[WHAT IS REQUIRED]
Return, word for word, only the lines from the one containing "the blue jeans?" through the last line of the entries.

[INFORMATION PROVIDED]
>> Start

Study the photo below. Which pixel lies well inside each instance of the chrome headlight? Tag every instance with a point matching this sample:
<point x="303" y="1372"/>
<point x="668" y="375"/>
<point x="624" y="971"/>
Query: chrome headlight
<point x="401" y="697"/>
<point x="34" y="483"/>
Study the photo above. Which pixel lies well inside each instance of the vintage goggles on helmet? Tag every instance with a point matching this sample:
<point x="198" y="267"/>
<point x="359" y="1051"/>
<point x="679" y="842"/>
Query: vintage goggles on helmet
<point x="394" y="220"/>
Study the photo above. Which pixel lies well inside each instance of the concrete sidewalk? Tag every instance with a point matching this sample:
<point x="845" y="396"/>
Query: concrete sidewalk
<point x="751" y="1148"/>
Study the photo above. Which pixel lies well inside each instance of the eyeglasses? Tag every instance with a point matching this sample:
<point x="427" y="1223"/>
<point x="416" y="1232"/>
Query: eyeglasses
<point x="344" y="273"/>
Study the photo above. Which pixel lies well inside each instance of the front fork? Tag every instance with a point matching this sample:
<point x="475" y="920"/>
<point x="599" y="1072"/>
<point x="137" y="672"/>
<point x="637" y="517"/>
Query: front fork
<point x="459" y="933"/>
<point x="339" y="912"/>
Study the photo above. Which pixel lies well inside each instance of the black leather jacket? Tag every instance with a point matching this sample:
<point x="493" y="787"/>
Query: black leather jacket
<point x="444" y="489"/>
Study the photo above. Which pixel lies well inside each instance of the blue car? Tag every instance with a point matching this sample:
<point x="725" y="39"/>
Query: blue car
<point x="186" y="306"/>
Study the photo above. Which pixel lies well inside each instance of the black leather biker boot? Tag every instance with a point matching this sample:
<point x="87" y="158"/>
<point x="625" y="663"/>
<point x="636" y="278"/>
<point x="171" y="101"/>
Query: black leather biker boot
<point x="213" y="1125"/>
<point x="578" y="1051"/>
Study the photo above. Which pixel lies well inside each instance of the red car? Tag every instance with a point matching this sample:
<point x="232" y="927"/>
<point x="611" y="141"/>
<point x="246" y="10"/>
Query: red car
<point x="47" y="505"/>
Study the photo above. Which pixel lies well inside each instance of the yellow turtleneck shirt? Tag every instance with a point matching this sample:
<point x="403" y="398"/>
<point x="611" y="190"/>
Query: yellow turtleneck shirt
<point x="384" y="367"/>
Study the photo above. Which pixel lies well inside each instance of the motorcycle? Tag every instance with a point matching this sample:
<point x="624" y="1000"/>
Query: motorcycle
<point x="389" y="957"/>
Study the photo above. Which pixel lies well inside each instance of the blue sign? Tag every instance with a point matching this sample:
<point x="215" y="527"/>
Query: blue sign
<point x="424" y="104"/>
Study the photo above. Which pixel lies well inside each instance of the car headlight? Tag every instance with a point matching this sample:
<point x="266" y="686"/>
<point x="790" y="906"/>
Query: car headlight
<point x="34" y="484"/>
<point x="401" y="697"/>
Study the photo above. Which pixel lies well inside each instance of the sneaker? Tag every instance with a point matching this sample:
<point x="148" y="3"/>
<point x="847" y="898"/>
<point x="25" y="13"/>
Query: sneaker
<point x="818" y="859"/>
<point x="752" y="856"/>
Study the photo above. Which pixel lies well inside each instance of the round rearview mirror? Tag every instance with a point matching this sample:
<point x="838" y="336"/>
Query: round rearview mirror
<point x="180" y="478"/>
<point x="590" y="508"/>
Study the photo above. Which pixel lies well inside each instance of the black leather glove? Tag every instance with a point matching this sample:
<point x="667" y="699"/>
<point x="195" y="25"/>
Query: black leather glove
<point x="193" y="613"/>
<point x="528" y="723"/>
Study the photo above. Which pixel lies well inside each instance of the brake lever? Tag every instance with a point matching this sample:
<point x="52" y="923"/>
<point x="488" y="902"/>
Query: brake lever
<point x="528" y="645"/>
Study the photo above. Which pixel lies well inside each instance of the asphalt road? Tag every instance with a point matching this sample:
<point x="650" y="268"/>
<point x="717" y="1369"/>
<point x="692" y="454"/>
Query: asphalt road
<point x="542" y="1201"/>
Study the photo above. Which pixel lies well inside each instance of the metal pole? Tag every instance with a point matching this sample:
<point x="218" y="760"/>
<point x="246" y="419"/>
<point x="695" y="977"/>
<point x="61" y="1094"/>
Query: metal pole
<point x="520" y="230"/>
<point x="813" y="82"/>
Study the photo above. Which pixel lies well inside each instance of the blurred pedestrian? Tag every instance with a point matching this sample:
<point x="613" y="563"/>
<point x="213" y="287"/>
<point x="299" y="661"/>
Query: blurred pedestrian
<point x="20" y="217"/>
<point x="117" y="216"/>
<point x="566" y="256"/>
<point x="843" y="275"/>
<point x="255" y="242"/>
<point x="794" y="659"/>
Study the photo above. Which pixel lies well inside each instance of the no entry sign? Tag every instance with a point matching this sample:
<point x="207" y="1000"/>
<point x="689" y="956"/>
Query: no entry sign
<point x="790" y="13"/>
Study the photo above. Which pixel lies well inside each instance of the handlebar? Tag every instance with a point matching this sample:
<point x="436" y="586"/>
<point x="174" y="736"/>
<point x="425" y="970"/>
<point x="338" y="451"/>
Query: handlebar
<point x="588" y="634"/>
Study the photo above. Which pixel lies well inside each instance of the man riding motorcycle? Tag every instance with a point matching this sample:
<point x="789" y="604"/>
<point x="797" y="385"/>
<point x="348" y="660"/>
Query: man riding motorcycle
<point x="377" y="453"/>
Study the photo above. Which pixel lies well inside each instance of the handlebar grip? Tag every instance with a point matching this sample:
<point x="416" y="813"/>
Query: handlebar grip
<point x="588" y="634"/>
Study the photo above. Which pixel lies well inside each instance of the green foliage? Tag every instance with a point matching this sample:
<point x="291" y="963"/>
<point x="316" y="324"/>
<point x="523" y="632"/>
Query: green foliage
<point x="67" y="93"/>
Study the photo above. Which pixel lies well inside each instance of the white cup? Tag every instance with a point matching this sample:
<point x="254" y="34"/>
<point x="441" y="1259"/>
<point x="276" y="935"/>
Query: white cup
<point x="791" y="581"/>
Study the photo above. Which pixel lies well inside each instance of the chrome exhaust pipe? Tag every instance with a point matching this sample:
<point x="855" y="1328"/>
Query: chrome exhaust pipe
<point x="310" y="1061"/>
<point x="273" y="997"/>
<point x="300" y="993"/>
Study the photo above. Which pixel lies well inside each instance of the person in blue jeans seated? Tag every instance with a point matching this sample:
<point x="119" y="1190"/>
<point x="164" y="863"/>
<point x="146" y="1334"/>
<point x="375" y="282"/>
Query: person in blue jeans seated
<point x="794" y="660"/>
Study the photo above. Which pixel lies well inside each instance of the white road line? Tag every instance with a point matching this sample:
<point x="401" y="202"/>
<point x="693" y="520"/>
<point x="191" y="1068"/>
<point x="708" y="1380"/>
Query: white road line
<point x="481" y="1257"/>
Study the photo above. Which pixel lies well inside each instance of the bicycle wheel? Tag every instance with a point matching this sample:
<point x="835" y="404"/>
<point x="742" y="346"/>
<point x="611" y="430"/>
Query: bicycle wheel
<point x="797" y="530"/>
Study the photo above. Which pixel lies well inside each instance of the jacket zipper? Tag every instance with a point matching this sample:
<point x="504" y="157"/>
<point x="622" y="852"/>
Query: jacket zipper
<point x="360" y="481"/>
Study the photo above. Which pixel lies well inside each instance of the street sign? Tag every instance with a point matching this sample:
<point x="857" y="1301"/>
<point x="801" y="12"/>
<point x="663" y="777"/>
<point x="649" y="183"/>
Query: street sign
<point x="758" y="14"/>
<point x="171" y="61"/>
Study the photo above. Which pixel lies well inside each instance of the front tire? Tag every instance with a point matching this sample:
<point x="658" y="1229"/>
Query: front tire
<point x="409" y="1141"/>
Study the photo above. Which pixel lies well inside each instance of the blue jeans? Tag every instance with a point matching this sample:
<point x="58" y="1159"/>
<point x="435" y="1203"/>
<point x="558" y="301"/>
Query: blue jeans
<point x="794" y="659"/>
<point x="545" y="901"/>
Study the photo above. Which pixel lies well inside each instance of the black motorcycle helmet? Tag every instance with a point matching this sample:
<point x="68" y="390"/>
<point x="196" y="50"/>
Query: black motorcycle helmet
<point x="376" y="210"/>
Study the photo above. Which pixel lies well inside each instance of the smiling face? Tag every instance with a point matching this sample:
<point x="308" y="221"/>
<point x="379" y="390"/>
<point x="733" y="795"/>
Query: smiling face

>> End

[EXPECTED ANSWER]
Study the photo above. Which pixel lies well inside each instance of the blue jeans? Tag every instance with a point matching this sample:
<point x="58" y="1159"/>
<point x="435" y="1203"/>
<point x="558" y="301"/>
Query: blue jeans
<point x="794" y="659"/>
<point x="545" y="901"/>
Study the photo above. Which pixel lies well inside each instance of the black motorcycle helmet? Tag every instance with a point matching this sample:
<point x="68" y="390"/>
<point x="196" y="50"/>
Query: black motorcycle helmet
<point x="376" y="210"/>
Study the photo above. Which pixel lies well inside each instance of the smiling face? Tag every instance with a point matching this sample:
<point x="308" y="221"/>
<point x="379" y="390"/>
<point x="733" y="795"/>
Query: smiling face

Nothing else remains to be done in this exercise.